■ Extrait du texte
........

Arrêt de la Cour (cinquième chambre)
du 29 février 1996.

Royaume de Belgique contre Commission des Communautés européennes.

Aides d'Etat - Système tarifaire préférentiel pour les livraisons de gaz naturel aux produits néerlandais d'engrais azotés.

Affaire C-56/93.

Recueil de Jurisprudence 1996 page I-0723

1. Aides accordées par les États ° Notion ° Tarification préférentielle économiquement justifiée du gaz naturel en faveur d'une catégorie d'entreprises ° Exclusion

(Traité CE, art. 92, § 1)

2. Aides accordées par les États ° Décision de la Commission constatant la compatibilité d'une mesure nationale avec l'article 92, paragraphe 1, du traité ° Appréciation économique complexe ° Contrôle juridictionnel ° Limites

(Traité CE, art. 92, § 1)

3. Aides accordées par les États ° Dispositions du traité ° Champ d'application ° Interventions financières étatiques affectant la concurrence et les échanges entre États membres, indépendamment des objectifs poursuivis

(Traité CE, art. 92)

........

■ Consignes
1. D'après l'extrait de l'arrêt, à quelle date la Cour a-t-elle rendu sa décision ?
2. Reprenez l'extrait de l'arrêt à la suite de son dernier passage et poursuivez-en la rédaction.
Les lignes de données n'ont aucun rapport avec l'extrait de l'arrêt.

........

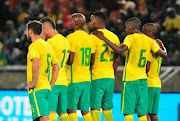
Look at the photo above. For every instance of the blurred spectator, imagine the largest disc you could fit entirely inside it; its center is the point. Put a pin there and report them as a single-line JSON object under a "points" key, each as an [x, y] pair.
{"points": [[25, 7], [22, 27], [173, 55], [11, 32], [3, 60], [13, 54]]}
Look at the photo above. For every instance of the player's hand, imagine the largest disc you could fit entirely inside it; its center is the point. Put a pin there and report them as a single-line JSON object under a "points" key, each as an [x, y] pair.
{"points": [[99, 34], [31, 85], [160, 43]]}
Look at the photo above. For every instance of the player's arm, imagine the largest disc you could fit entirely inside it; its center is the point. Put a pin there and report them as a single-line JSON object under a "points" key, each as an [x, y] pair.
{"points": [[116, 48], [71, 58], [116, 62], [92, 59], [35, 73], [55, 72], [162, 51]]}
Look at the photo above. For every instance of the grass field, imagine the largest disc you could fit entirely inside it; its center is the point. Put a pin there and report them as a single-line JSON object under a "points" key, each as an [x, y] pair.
{"points": [[14, 106]]}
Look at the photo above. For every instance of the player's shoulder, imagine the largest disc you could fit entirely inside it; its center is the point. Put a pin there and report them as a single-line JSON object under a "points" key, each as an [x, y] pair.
{"points": [[106, 31]]}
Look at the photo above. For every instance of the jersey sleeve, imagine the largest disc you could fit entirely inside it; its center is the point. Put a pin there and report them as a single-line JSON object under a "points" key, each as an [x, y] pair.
{"points": [[72, 43], [54, 59], [34, 52], [149, 58], [94, 45], [154, 46], [127, 41]]}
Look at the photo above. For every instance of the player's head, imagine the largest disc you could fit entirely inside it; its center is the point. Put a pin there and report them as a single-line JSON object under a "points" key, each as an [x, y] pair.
{"points": [[133, 25], [48, 27], [77, 21], [149, 29], [33, 28], [98, 20]]}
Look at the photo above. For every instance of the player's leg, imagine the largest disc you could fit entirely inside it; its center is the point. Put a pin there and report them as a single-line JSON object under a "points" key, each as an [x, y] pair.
{"points": [[142, 103], [73, 94], [84, 100], [96, 94], [62, 104], [53, 101], [153, 102], [128, 99], [107, 101], [39, 105], [44, 118]]}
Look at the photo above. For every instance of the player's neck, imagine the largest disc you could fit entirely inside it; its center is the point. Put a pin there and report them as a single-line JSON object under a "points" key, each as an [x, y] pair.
{"points": [[35, 37]]}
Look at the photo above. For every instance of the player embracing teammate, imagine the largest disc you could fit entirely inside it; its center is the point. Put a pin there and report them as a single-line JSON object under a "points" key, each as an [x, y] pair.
{"points": [[87, 82]]}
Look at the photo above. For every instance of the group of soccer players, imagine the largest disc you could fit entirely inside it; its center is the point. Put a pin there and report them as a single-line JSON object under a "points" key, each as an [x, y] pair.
{"points": [[66, 74]]}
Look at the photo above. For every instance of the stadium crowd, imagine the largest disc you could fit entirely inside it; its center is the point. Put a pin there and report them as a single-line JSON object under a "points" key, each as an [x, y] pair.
{"points": [[14, 14]]}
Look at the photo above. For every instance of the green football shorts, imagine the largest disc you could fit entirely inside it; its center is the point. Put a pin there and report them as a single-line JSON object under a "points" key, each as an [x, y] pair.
{"points": [[101, 95], [134, 97], [78, 96], [39, 104], [57, 99], [153, 99]]}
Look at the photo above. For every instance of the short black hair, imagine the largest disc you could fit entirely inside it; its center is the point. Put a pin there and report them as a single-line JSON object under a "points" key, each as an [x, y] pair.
{"points": [[47, 19], [102, 16], [36, 26], [134, 21]]}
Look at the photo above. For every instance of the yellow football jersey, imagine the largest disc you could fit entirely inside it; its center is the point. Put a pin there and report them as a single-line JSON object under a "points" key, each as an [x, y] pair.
{"points": [[104, 56], [139, 47], [42, 50], [153, 74], [61, 48], [82, 45]]}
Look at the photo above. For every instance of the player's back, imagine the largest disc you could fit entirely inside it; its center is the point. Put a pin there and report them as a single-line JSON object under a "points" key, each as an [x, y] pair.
{"points": [[153, 74], [42, 50], [104, 56], [139, 47], [61, 48], [81, 45]]}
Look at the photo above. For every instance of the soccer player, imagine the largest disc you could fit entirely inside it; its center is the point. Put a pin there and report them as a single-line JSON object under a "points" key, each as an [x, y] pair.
{"points": [[78, 73], [39, 59], [134, 94], [57, 98], [153, 68], [102, 84]]}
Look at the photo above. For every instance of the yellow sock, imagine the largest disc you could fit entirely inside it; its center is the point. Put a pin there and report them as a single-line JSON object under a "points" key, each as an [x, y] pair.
{"points": [[64, 117], [95, 114], [129, 118], [53, 116], [73, 117], [143, 118], [87, 117], [108, 115]]}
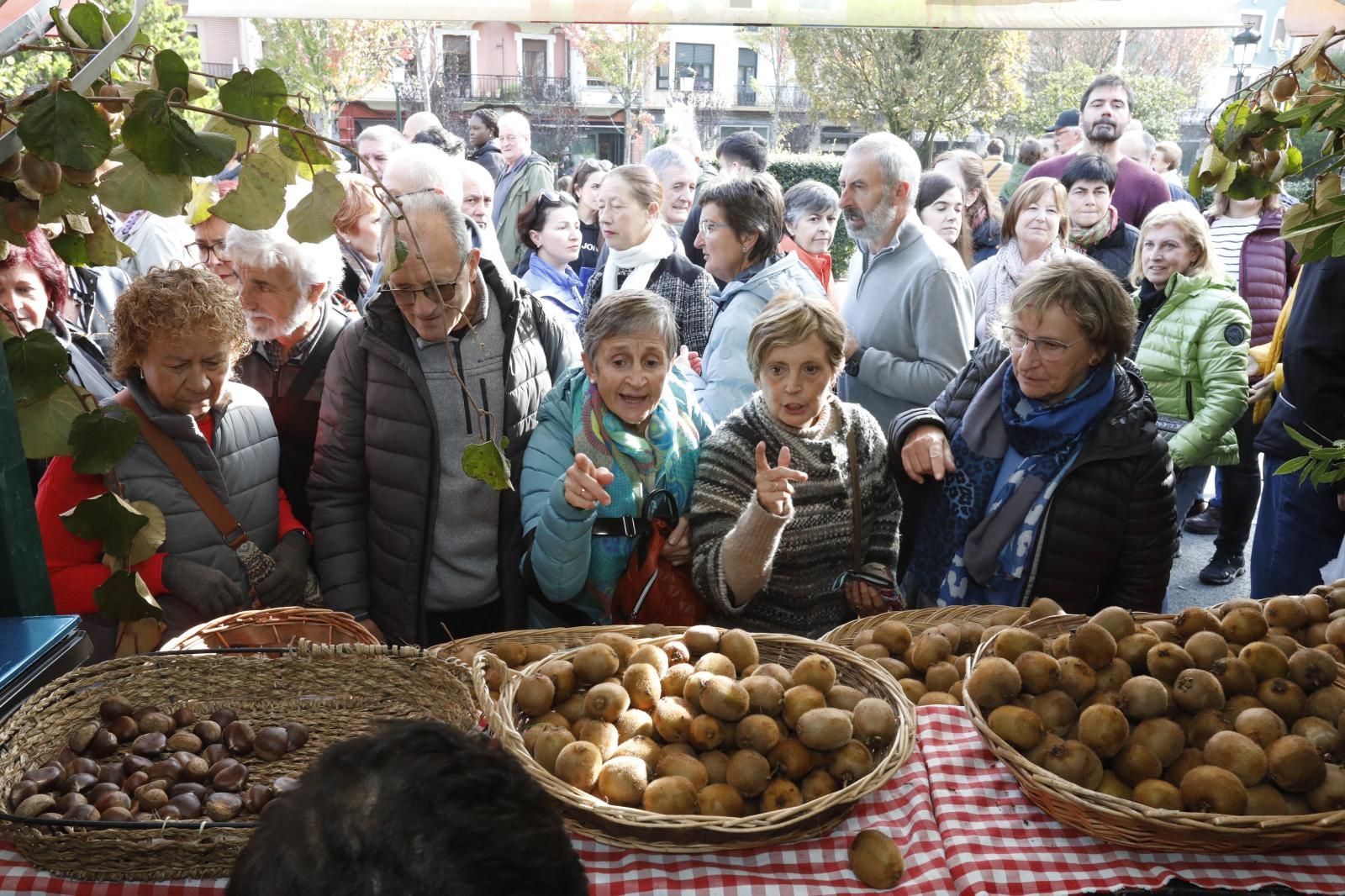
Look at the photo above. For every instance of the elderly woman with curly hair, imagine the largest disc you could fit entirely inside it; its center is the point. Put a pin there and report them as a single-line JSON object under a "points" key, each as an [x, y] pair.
{"points": [[177, 336]]}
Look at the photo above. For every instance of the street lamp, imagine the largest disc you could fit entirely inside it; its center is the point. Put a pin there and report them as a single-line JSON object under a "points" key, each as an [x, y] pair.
{"points": [[1244, 50], [398, 77]]}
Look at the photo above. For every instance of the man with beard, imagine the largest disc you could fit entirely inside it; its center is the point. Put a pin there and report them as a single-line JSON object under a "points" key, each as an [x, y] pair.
{"points": [[1106, 107], [911, 308], [287, 288]]}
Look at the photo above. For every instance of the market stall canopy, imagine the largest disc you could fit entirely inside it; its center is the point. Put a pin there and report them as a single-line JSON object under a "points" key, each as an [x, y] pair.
{"points": [[905, 13]]}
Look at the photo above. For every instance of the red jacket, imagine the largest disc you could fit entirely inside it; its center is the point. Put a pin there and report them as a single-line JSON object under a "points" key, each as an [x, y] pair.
{"points": [[1268, 269]]}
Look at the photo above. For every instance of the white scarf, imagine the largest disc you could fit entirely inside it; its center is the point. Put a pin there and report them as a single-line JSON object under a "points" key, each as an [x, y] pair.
{"points": [[639, 260]]}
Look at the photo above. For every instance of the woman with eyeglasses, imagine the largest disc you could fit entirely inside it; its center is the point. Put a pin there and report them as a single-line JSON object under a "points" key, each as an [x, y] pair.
{"points": [[587, 181], [1040, 470], [643, 256], [549, 225]]}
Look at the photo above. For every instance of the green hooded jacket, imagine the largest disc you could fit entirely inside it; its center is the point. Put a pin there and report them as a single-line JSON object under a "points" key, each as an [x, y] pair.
{"points": [[1194, 356]]}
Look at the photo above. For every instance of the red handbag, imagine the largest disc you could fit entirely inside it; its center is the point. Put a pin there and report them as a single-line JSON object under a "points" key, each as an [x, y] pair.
{"points": [[651, 589]]}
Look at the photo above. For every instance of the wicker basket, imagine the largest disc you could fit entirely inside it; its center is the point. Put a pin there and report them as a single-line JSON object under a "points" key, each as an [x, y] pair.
{"points": [[336, 692], [279, 627], [1127, 824], [639, 829]]}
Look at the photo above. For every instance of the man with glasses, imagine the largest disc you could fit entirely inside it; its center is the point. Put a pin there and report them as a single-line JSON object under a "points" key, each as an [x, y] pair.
{"points": [[450, 356]]}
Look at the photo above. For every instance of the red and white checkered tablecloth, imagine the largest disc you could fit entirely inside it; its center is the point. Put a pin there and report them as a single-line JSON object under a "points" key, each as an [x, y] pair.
{"points": [[986, 838]]}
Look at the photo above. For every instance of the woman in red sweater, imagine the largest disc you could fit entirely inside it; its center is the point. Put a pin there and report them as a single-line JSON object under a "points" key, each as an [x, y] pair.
{"points": [[178, 335]]}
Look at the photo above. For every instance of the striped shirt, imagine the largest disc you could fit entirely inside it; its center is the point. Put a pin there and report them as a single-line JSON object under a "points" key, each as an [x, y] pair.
{"points": [[1227, 235]]}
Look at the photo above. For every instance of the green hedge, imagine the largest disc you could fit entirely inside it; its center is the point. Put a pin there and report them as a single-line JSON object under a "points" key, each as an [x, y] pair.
{"points": [[790, 168]]}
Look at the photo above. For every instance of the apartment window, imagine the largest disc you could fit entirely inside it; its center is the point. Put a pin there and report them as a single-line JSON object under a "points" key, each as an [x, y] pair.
{"points": [[699, 57]]}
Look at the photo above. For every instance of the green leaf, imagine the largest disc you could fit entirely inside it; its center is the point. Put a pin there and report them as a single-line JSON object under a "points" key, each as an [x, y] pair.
{"points": [[170, 73], [71, 248], [65, 128], [260, 198], [253, 94], [45, 424], [311, 219], [107, 519], [125, 598], [167, 145], [103, 437], [132, 186], [38, 365], [486, 461], [69, 199]]}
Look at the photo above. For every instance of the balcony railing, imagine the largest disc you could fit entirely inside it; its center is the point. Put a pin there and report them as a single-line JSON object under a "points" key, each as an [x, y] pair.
{"points": [[508, 87]]}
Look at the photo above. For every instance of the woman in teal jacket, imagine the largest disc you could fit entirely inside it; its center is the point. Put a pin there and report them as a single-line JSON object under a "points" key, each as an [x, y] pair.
{"points": [[1190, 345], [607, 436]]}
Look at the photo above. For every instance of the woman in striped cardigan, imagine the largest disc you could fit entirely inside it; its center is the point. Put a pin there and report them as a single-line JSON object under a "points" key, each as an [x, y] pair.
{"points": [[773, 512]]}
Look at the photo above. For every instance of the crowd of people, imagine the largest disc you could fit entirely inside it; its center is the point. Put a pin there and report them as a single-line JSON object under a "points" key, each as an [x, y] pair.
{"points": [[1019, 387]]}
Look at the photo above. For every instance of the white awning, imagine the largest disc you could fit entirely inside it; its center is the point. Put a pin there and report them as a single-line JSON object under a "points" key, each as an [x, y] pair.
{"points": [[905, 13]]}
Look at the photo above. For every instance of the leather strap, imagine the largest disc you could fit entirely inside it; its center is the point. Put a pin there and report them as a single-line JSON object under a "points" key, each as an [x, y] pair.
{"points": [[187, 474], [852, 441]]}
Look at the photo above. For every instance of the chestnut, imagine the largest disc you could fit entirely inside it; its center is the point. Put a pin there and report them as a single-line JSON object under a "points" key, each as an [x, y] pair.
{"points": [[112, 708], [186, 804], [222, 806], [224, 717], [239, 737], [81, 736], [230, 777], [298, 735], [125, 728], [271, 743], [257, 797], [208, 730], [150, 746]]}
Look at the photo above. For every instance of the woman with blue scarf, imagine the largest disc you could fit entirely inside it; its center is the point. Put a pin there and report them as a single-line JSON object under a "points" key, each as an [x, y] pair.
{"points": [[1040, 470], [609, 435]]}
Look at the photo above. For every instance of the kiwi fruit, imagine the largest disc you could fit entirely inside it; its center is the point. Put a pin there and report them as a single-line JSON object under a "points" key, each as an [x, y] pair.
{"points": [[720, 799], [578, 764], [824, 730], [1295, 764], [750, 772], [595, 662], [1157, 794], [1311, 669], [1039, 672], [1261, 725], [1243, 625], [1210, 788], [1103, 730], [1076, 678], [1012, 642], [1020, 727], [993, 683]]}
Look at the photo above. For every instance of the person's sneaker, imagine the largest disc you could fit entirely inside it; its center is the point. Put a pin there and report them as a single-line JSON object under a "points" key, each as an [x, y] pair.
{"points": [[1223, 569], [1207, 522]]}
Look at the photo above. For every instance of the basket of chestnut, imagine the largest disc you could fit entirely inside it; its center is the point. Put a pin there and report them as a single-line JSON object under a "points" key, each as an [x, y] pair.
{"points": [[114, 772]]}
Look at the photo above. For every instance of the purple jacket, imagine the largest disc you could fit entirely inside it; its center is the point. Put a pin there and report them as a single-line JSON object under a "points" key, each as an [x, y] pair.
{"points": [[1268, 269]]}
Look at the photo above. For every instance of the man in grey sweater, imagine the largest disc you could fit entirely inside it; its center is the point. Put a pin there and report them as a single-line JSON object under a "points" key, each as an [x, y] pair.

........

■ Réponses par consigne
1. Le 29 février 1996.

2.
4. Actes des institutions ° Motivation ° Obligation ° Portée ° Prise en compte du contexte et des antécédents

(Traité CE, art. 190)

1. L'application par un État membre ou par l'entité qu'il influence d'un tarif fixé à un niveau inférieur à celui qui aurait été normalement choisi peut être qualifiée d'aide au sens de l'article 92, paragraphe 1, du traité. Dans une telle situation, l'État ou l'entité n'agit pas comme un opérateur économique ordinaire, mais utilise le tarif préférentiel pour faire bénéficier certaines entreprises d'un avantage pécuniaire en renonçant au profit qu'il pourrait normalement réaliser. En revanche, ne constitue pas une mesure d'aide un tarif préférentiel qui, dans le contexte du marché concerné, est objectivement justifié par des raisons économiques telles que la nécessité de lutter contre la concurrence exercée sur ce marché.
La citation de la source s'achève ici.